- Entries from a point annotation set
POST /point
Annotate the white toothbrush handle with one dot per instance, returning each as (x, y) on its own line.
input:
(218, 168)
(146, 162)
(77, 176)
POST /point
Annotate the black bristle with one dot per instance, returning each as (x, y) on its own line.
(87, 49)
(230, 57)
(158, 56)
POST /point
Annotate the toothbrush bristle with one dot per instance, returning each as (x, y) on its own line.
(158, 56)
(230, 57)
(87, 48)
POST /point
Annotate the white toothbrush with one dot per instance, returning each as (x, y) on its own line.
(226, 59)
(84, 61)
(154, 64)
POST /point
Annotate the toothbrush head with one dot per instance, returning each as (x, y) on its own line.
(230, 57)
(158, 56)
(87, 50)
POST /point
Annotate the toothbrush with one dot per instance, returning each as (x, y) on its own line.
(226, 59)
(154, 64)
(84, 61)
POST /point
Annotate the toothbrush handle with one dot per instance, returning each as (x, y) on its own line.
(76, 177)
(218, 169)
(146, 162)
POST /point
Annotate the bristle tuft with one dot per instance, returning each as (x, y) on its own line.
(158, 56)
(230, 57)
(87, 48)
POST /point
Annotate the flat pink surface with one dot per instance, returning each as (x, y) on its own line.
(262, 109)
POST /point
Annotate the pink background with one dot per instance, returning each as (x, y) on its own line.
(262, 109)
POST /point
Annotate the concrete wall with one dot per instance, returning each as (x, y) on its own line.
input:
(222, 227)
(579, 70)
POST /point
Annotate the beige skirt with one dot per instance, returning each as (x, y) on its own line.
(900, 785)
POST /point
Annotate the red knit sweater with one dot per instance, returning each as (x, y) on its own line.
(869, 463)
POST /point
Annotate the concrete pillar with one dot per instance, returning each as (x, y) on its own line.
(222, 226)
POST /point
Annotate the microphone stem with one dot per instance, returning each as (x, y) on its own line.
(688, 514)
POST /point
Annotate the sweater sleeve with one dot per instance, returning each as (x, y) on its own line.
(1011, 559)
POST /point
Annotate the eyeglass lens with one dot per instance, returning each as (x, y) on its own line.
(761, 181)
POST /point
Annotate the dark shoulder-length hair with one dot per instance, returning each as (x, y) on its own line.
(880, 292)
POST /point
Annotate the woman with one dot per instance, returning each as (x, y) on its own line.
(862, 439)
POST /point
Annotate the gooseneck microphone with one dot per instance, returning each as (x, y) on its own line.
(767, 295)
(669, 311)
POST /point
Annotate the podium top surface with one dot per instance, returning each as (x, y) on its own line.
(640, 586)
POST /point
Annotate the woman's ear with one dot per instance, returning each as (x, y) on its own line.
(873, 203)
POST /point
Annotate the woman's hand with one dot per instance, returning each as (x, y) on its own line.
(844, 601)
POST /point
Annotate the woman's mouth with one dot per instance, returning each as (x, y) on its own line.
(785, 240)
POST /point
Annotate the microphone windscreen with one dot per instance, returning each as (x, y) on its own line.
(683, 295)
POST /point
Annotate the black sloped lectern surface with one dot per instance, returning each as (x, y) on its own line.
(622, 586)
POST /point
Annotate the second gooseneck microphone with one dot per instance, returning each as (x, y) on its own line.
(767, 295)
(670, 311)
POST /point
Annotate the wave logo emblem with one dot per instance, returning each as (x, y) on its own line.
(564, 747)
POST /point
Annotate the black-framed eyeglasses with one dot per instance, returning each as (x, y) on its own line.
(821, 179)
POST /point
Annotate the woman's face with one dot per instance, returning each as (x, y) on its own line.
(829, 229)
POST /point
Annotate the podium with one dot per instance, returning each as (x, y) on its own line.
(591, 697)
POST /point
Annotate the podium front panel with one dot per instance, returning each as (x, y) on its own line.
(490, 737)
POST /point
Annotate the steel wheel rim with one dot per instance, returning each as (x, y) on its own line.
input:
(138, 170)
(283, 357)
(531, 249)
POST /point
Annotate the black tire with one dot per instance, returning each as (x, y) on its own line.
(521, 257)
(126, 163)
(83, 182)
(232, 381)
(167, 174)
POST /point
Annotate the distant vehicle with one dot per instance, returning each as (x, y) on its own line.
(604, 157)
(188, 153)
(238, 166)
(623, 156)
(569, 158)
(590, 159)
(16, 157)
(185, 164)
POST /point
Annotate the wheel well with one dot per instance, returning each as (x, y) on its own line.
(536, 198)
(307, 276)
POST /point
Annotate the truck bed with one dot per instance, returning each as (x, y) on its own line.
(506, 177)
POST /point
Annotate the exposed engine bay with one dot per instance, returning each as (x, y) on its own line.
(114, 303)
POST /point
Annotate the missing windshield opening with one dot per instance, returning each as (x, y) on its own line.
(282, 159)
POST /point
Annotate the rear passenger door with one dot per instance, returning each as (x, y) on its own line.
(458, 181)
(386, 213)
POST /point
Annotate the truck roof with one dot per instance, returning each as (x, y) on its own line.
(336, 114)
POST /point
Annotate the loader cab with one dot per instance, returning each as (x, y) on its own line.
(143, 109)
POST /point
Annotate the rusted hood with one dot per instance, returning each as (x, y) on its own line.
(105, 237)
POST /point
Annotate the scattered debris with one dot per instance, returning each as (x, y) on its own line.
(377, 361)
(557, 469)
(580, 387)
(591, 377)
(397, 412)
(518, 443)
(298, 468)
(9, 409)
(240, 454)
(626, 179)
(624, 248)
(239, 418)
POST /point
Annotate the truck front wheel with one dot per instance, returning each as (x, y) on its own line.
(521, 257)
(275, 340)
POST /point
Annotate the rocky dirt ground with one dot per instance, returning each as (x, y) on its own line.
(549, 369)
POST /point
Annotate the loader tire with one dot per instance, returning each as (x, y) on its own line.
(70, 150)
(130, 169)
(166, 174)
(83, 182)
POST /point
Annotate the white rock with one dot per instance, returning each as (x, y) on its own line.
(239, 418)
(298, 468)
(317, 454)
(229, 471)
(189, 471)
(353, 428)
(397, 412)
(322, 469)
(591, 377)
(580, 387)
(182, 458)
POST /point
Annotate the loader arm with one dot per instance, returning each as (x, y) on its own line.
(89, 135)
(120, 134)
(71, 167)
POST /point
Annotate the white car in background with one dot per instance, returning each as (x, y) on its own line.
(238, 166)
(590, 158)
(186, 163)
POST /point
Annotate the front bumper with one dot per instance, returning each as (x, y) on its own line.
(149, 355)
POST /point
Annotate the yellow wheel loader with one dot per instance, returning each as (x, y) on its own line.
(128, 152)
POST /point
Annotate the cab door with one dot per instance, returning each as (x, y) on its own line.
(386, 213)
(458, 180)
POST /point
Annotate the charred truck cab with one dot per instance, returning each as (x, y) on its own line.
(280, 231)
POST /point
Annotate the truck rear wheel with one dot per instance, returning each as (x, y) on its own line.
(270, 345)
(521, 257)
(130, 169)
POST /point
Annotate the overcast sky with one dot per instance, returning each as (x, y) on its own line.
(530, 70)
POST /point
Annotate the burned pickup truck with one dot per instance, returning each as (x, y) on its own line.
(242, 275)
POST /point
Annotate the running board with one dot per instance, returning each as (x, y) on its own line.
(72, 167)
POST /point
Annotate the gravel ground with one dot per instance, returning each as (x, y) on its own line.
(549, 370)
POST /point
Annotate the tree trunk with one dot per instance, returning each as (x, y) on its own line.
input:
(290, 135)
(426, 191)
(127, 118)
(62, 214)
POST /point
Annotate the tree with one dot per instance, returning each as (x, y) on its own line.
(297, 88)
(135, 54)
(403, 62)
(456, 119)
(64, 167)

- Task description
The lines above should be duplicated exactly.

- Solution for this task
POST /point
Annotate the white toothbrush handle with one dot per instance, returning each as (x, y) on its own line.
input:
(218, 168)
(146, 162)
(77, 176)
POST /point
Annotate the black bristle with one dot per instance, returning each as (x, y) on its own line.
(87, 49)
(230, 57)
(158, 56)
POST /point
Annotate the toothbrush bristle with one dot per instance, returning each as (x, y) on its own line.
(158, 56)
(230, 57)
(87, 48)
POST /point
Annotate the white toothbrush with one dot per instance, returning each as (x, y) on its own line.
(226, 59)
(84, 61)
(154, 64)
POST /point
Annotate the toothbrush head with one dot per instance, returning each as (x, y) on its own line.
(230, 57)
(158, 56)
(87, 50)
POST /point
Annotate the toothbrush with one dot per instance, returning each as (x, y) on its own line.
(226, 59)
(154, 64)
(84, 61)
POST /point
Annotate the toothbrush handle with one dot per instance, returning each as (x, y) on its own line.
(76, 177)
(218, 169)
(146, 162)
POST /point
Annotate the bristle tuft with one dot per instance, returning each as (x, y) on its own line.
(158, 56)
(230, 57)
(87, 48)
POST /point
Annotate the flat pink surface with one dot per instance, returning each as (x, y) on its own line.
(262, 109)
POST /point
Annotate the pink background with one dot per instance, returning each as (x, y) on its own line.
(262, 109)
POST /point
Annotate the concrete wall with one dot per instance, returning each as (x, y) on its own line.
input:
(222, 227)
(579, 70)
POST /point
Annotate the beige skirt with one dot per instance, returning each as (x, y) on its own line.
(900, 785)
POST /point
Annotate the red knit sweater with one dot per instance, returning each as (x, y) on its own line.
(869, 463)
POST /point
Annotate the concrete pillar with one dot per instance, returning each as (x, y) on its own line.
(222, 226)
POST /point
Annotate the microphone stem with one dot per instance, returning each as (x, y) on its own line.
(688, 514)
POST /point
Annotate the sweater sleeve with one dot per instance, returning each as (x, y) on its own line.
(1011, 559)
POST /point
Annotate the eyeglass lens with one dot per instance, returning each as (x, y) on its own line.
(761, 181)
POST /point
Annotate the dark shoulder-length hair with one dot per instance, returning each as (x, y) on its own line.
(880, 292)
POST /point
Annotate the woman with one dot per instance, returning each as (x, y) on its own line.
(862, 439)
POST /point
Annotate the gooseneck microphone with one dot per instance, returning each as (x, y) on its own line.
(767, 295)
(669, 311)
POST /point
Annotate the podium top surface with one dot per instance, returning each as (x, y) on its own line.
(640, 586)
POST /point
Annotate the woman's ear with one dot per instance, returning each as (x, y) on its own line.
(873, 203)
POST /point
Annotate the woman's hand with one dot per instance, returning each as (x, y) on its own line.
(844, 601)
POST /point
Annotate the woman's mouth with one dot per instance, returning each as (x, y) on its own line.
(785, 240)
POST /point
Annotate the microphone windscreen with one dot per instance, returning each as (x, y) on its own line.
(683, 295)
POST /point
Annotate the black sloped lectern surface with one dot per instance, returning each as (x, y) on its own line.
(622, 586)
POST /point
Annotate the second gooseneck microphone with one dot per instance, returning each as (x, y) on its own line.
(767, 295)
(670, 311)
POST /point
Annotate the wave logo emblem with one dot per instance, returning each as (x, y) on its own line.
(564, 747)
POST /point
Annotate the black-framed eyeglasses with one dot per instance, returning each as (x, y) on its own line.
(821, 179)
POST /point
Annotate the woman's face with one dot per instance, returning each as (x, y) on its own line.
(829, 229)
POST /point
Annotate the podium with one dot per instance, returning each as (x, y) on its own line.
(591, 697)
POST /point
Annotate the podium front panel with one dot per instance, returning each as (x, y) on its own line.
(490, 737)
POST /point
Annotate the steel wheel rim with one dot per instance, returning each as (x, y) on its own line.
input:
(138, 170)
(283, 357)
(531, 249)
POST /point
Annotate the black tire with one dot per instance, returning each as (x, y) on its own line.
(521, 257)
(126, 163)
(83, 182)
(232, 381)
(167, 174)
POST /point
Annotate the distant vehicle with one dot per instance, returning each as (x, y) on its own line.
(604, 157)
(188, 153)
(238, 166)
(623, 156)
(569, 158)
(590, 159)
(16, 157)
(185, 164)
POST /point
Annotate the wheel well with one dot per instance, returning each as (x, y) on its own line.
(536, 198)
(307, 276)
POST /point
Annotate the truck bed with one dot per instance, returning each as (x, y) on its own line.
(506, 177)
POST /point
Annotate the exposed engine bay with one dot per instance, returning each as (x, y) on its own line.
(114, 303)
POST /point
Annotate the missing windshield opening with one dot per instance, returning each as (x, y) on its own line.
(282, 159)
POST /point
Annotate the rear passenger door with one dot per instance, returning each as (x, y) on its own line.
(458, 181)
(386, 213)
POST /point
Annotate the truck roof with one dot per instance, returning each as (x, y) on its own line.
(336, 114)
POST /point
Annotate the loader cab with one dot per instance, returning each as (x, y) on its own line.
(143, 109)
POST /point
Annotate the rusted hood with one dot per instance, returning each as (x, y) on its own line.
(105, 237)
POST /point
Annotate the scattered debris with one dot per instance, returning each as (x, y) on its own line.
(377, 361)
(557, 469)
(580, 387)
(591, 377)
(397, 412)
(518, 443)
(298, 468)
(9, 409)
(240, 454)
(626, 179)
(624, 248)
(239, 418)
POST /point
Annotate the truck front wheel with one dot per instance, returning each as (x, y) on its own line.
(521, 257)
(275, 340)
POST /point
Annotate the rocky dirt ground with one dot per instance, returning each as (x, y) on its own line.
(549, 369)
POST /point
Annotate the loader tire with one dot per instance, returning each as (x, y) on its own line.
(70, 150)
(130, 169)
(166, 174)
(83, 182)
POST /point
Annotate the white rock with one dot per instance, returning each as (x, y) on its own line.
(239, 418)
(298, 468)
(317, 454)
(229, 471)
(189, 471)
(353, 428)
(397, 412)
(322, 469)
(591, 377)
(580, 387)
(182, 458)
POST /point
Annotate the loader arm with one dot per instance, returning each as (x, y) on its own line.
(89, 135)
(120, 134)
(71, 167)
POST /point
Annotate the white car in background with one dot per instance, returning each as (x, y) on its own line.
(238, 166)
(590, 158)
(186, 163)
POST /point
Annotate the front bumper with one dot per instance, returning each as (x, y) on its own line.
(149, 355)
POST /point
Annotate the yellow wheel loader with one dot per instance, returning each as (x, y) on its own line.
(128, 152)
POST /point
Annotate the cab door with one dot per instance, returning each as (x, y) on its own line.
(386, 213)
(458, 180)
POST /point
Annotate the charred truck cab with one dot per instance, returning each as (x, y) on its own line.
(280, 231)
POST /point
Annotate the truck rear wheel with one dot per instance, returning each as (x, y) on its own line.
(270, 345)
(521, 257)
(130, 169)
POST /point
Annotate the overcast sky with one dot per instance, returning each as (x, y) on its own line.
(530, 70)
POST /point
Annotate the burned pickup truck with one dot per instance, returning each as (x, y) on its own line.
(242, 275)
POST /point
Annotate the running board with one dot per instance, returning each as (x, y) on its own line.
(72, 167)
POST /point
Annotate the gravel ground with one dot per instance, returning each as (x, y) on its own line.
(549, 370)
POST /point
Annotate the tree trunk with one dot per instance, returning each as (x, y) on its own line.
input:
(290, 135)
(426, 191)
(127, 118)
(62, 214)
POST /point
Annotate the tree with one dot per instance, returning each as (x, y) on its own line.
(297, 88)
(135, 54)
(403, 62)
(456, 119)
(64, 167)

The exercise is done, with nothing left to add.